● Goal: Recast the lines as a Markdown table with the columns Row and Line, starting with the first line and going on through the line with "0, 0, 1270, 340". Leave out any blank lines.

[Rows of box annotation data]
_ _ _ _

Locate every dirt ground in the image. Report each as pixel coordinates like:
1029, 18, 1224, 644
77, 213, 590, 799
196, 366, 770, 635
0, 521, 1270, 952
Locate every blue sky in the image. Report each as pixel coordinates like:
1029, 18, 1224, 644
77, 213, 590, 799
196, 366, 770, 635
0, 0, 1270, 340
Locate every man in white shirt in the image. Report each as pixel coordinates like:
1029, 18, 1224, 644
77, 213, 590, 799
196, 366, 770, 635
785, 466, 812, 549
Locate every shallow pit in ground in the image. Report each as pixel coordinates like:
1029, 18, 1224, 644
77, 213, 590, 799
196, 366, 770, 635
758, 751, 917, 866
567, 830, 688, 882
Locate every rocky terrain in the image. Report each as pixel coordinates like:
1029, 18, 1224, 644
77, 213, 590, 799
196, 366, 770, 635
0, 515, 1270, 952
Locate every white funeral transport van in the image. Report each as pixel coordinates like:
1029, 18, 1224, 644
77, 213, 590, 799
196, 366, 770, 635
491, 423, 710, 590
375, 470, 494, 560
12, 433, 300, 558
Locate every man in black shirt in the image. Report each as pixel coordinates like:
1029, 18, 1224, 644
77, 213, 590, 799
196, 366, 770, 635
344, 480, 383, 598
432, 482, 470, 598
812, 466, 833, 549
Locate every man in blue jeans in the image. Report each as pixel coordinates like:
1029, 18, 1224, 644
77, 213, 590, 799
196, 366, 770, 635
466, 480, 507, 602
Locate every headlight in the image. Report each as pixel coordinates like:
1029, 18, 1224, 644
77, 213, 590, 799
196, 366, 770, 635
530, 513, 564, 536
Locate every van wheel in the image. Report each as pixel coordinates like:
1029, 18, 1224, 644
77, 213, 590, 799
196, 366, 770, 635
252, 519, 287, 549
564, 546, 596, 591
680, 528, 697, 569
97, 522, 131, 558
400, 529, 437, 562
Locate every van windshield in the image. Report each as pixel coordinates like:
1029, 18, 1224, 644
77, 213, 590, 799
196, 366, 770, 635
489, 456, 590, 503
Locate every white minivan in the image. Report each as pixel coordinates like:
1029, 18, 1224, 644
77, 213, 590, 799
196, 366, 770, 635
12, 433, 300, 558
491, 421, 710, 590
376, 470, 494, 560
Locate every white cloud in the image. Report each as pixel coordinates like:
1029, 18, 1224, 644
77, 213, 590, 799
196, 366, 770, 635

_ _ _ _

● Solution:
| Row | Line |
|---|---|
| 1 | Locate every dirt ground in the image. Report each as pixel coordinates like: |
| 2 | 1029, 18, 1224, 644 |
| 3 | 77, 213, 590, 799 |
| 4 | 196, 366, 770, 635 |
| 5 | 0, 521, 1270, 952 |
| 6 | Locate every blue sky in the image. Report each as pixel coordinates like: |
| 7 | 1029, 18, 1224, 644 |
| 8 | 77, 213, 590, 799 |
| 9 | 196, 366, 770, 635 |
| 10 | 0, 0, 1270, 340 |